_Selected text:_
The FIBA Women’s World Cup 2022 will get going Wednesday evening – for most of us here in Canada
Taking place in Sydney, Australia, the World Cup will see 12 teams, including Canada, compete for the right to be crowned world champions.
Here’s a quick primer of everything you need to know about the upcoming tournament.
What is the FIBA Women’s World Cup and why is it important?
The World Cup is the world championship tournament of international women’s basketball.
Unlike the men’s World Cup, however, the women’s tournament doesn’t award as many automatic berths into the Olympics. Whereas seven Olympic spots are offered from the men’s World Cup (which is scheduled next year, Aug. 25- Sept. 10 in the Philippines, Japan and Indonesia), only one Olympic berth will be awarded at the women’s World Cup.
The winner of the FIBA Women’s World Cup 2022 will punch its ticket straight to the Paris 2024 Olympic tournament.
So, outside of the prestige that comes from competing for a world championship title, the most important aspect of the World Cup is the Olympic spot on the line. With that said, though, there will still be the opportunity to reach the Olympics in the form of the Olympic Qualifying Tournaments, beginning with the Olympic Pre-Qualifying Tournaments. They will pave the way as the first step towards Olympic qualification for all but the winner of the World Cup.
Who’s playing for Canada?
There will be 12 women representing Canada in Australia, including program mainstays such as Natalie Achonwa and Bridget Carleton. Most notable, however, is the return of program star Kia Nurse, who is making her comeback to competitive basketball at the World Cup after 11 months away due to a torn ACL in her right knee.
“I haven’t forgotten how to pass, dribble or shoot, it’s just a matter of being able to kind of do that at a high clip and at a high rate,” Nurse said in a conference call Monday. “And so that’s a lot of what I’m going to work through.”

_Material shown:_
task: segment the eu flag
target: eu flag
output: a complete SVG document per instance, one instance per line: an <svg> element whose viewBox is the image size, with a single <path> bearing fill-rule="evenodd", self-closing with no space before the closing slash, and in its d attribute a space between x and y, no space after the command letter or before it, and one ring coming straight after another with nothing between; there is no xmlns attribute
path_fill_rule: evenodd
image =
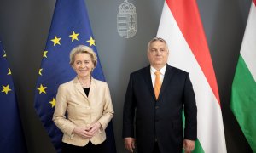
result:
<svg viewBox="0 0 256 153"><path fill-rule="evenodd" d="M0 152L25 153L26 141L11 71L0 40Z"/></svg>
<svg viewBox="0 0 256 153"><path fill-rule="evenodd" d="M38 71L34 105L57 152L61 151L62 133L52 122L55 95L60 84L76 76L69 65L69 53L80 44L90 47L98 56L84 0L57 0ZM93 76L105 81L99 58ZM112 122L106 133L106 153L114 153Z"/></svg>

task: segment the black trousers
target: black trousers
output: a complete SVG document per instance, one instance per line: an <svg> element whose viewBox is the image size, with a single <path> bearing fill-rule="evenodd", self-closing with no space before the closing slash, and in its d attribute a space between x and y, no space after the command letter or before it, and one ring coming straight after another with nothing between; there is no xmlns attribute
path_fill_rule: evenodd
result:
<svg viewBox="0 0 256 153"><path fill-rule="evenodd" d="M157 142L154 143L153 153L160 153Z"/></svg>
<svg viewBox="0 0 256 153"><path fill-rule="evenodd" d="M104 153L105 141L100 144L95 145L90 141L85 146L76 146L62 142L62 153Z"/></svg>

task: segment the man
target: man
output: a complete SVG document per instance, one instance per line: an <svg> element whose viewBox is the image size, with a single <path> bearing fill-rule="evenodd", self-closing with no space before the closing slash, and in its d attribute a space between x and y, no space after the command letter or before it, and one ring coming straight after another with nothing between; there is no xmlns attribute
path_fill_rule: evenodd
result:
<svg viewBox="0 0 256 153"><path fill-rule="evenodd" d="M169 50L162 38L148 42L147 54L150 65L130 76L123 114L125 148L133 152L136 138L138 153L178 153L183 148L191 152L197 108L189 75L167 65Z"/></svg>

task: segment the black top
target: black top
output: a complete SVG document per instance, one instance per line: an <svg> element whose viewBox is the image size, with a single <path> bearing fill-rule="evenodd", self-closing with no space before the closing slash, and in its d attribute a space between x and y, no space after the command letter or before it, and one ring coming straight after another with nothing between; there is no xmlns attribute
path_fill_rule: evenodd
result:
<svg viewBox="0 0 256 153"><path fill-rule="evenodd" d="M87 97L88 97L88 95L89 95L89 91L90 91L90 88L84 88L84 91L85 94L86 94Z"/></svg>

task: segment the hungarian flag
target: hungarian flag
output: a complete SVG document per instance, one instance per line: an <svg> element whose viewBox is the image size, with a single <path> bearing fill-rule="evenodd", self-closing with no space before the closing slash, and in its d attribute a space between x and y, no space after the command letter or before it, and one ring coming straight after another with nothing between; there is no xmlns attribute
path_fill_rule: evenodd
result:
<svg viewBox="0 0 256 153"><path fill-rule="evenodd" d="M256 1L252 2L232 84L231 110L256 152Z"/></svg>
<svg viewBox="0 0 256 153"><path fill-rule="evenodd" d="M190 75L198 109L193 152L225 153L218 90L196 1L166 0L157 36L168 43L168 64Z"/></svg>

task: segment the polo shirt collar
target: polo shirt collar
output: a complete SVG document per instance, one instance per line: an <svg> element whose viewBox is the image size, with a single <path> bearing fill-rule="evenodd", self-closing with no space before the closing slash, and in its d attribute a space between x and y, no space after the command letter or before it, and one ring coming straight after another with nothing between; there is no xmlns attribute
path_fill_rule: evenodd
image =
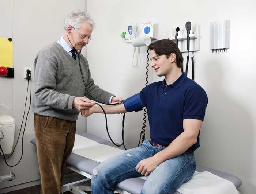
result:
<svg viewBox="0 0 256 194"><path fill-rule="evenodd" d="M64 50L65 50L67 53L70 52L70 51L72 50L72 48L70 48L68 43L67 43L66 41L64 40L63 36L61 36L59 39L60 43L61 46L64 48Z"/></svg>
<svg viewBox="0 0 256 194"><path fill-rule="evenodd" d="M177 79L177 80L173 83L172 84L167 85L167 86L171 85L176 88L178 88L180 86L187 77L187 76L185 75L185 73L183 72L182 73L181 75L180 76L178 79ZM166 84L166 82L165 81L165 79L163 80L163 81L162 84L163 86L165 86Z"/></svg>

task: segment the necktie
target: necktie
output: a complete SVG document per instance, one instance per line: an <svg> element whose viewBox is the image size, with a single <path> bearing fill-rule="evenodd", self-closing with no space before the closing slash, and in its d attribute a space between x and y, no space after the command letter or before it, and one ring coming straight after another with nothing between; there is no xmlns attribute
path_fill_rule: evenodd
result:
<svg viewBox="0 0 256 194"><path fill-rule="evenodd" d="M76 60L76 51L74 49L72 49L71 50L71 52L72 53L72 57L75 60Z"/></svg>

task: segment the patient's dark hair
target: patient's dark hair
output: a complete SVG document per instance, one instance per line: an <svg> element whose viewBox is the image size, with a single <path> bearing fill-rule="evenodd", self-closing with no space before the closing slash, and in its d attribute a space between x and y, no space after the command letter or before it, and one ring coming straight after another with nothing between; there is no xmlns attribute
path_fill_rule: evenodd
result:
<svg viewBox="0 0 256 194"><path fill-rule="evenodd" d="M178 46L169 39L160 40L150 44L148 46L150 50L154 50L158 56L165 55L168 59L172 53L176 55L176 63L180 68L183 63L183 57Z"/></svg>

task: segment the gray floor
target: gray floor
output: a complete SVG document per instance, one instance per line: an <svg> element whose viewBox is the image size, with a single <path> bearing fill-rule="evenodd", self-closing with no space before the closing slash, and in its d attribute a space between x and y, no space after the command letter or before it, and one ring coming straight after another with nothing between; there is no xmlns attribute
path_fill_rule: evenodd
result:
<svg viewBox="0 0 256 194"><path fill-rule="evenodd" d="M86 191L88 194L91 194L91 192ZM12 192L6 193L4 194L40 194L40 185L36 185L30 187L25 188L22 189L14 191ZM64 193L64 194L72 194L69 191Z"/></svg>

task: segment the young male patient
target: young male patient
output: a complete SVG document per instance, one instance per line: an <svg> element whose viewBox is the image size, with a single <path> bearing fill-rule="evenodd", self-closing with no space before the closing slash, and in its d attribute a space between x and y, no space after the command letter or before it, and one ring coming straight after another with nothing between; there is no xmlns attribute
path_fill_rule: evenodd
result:
<svg viewBox="0 0 256 194"><path fill-rule="evenodd" d="M124 104L106 105L107 114L133 111L145 106L151 140L101 163L92 176L92 194L113 194L115 186L132 177L148 176L141 194L173 193L193 176L196 165L194 151L199 146L199 132L208 103L198 84L181 71L183 58L169 39L149 46L151 67L163 81L153 83ZM82 112L88 116L103 113L94 106Z"/></svg>

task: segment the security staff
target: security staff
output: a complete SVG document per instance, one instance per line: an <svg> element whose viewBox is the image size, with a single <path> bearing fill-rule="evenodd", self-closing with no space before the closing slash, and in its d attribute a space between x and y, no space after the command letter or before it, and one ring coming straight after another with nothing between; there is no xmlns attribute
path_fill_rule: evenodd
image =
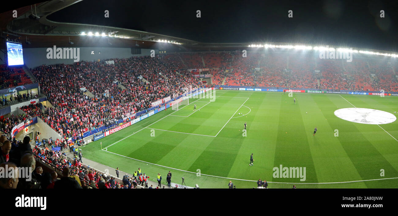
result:
<svg viewBox="0 0 398 216"><path fill-rule="evenodd" d="M160 174L158 174L158 186L159 187L162 187L162 184L160 183L160 182L162 181L162 176L160 175Z"/></svg>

_List of tasks:_
1. Answer these from the women's World Cup article:
(a) In which city is the tournament taking place?
(b) How many Olympic berths will the women's tournament award?
(c) How long was Kia Nurse away from competitive basketball?
2. Do these statements agree with the women's World Cup article? Answer yes or no for each, and quote the words that settle it.
(a) The men's World Cup offers seven Olympic spots.
(b) Sixteen teams will compete for the world title.
(c) Nurse tore the ACL in her left knee.
3. Pick up the women's World Cup article after its last sentence and carry it on.

_Task-by-task answers:_
1.
(a) Sydney, Australia.
(b) One.
(c) 11 months.

2.
(a) Yes: "seven Olympic spots are offered from the men’s World Cup"
(b) No: "the World Cup will see 12 teams"
(c) No: "a torn ACL in her right knee"

3.
Seeing Nurse back on a basketball court will be a welcome sight for not just fans of the program, but her teammates and coaches as well as she should provide some added veteran leadership, to say nothing of her actual on-court skills.
Here’s a complete look at Canada’s roster:
Natalie Achonwa, forward, Guelph, Ont.
Kayla Alexander, forward, Milton, Ont.
Laeticia Amihere, forward, Mississauga, Ont.
Bridget Carleton, guard, Chatham, Ont.
Shay Colley, guard, Brampton, Ont.
Nirra Fields, guard, Montreal.
Mael Gilles, guard, Montreal.
Taya Hanson, guard, Kelowna, B.C.
Sami Hill, guard, Toronto.
Aislinn Konig, guard, Langley, B.C.
Phillipina Kyei, forward, Calgary.
Kia Nurse, guard, Hamilton, Ont.
Who will Canada face?
The tournament is broken up into two groups of six teams with Canada in Group B.
In Canada’s group are a number of heavy hitters, including world No. 3 Australia. Canada is ranked fourth in the world but will still have its work cut out in the group as only four will advance past the round-robin stage into the quarterfinals.
The following is a look at Group B, with each team’s respective world ranking:
For those wondering, the United States is the top-ranked country in the world. It’s competing in Group A along with Belgium, China, Bosnia and Herzegovina, Puerto Rico and South Korea.
How did Canada qualify for the World Cup?
Canada qualified for the World Cup in its World Cup qualifying tournament in February n Japan.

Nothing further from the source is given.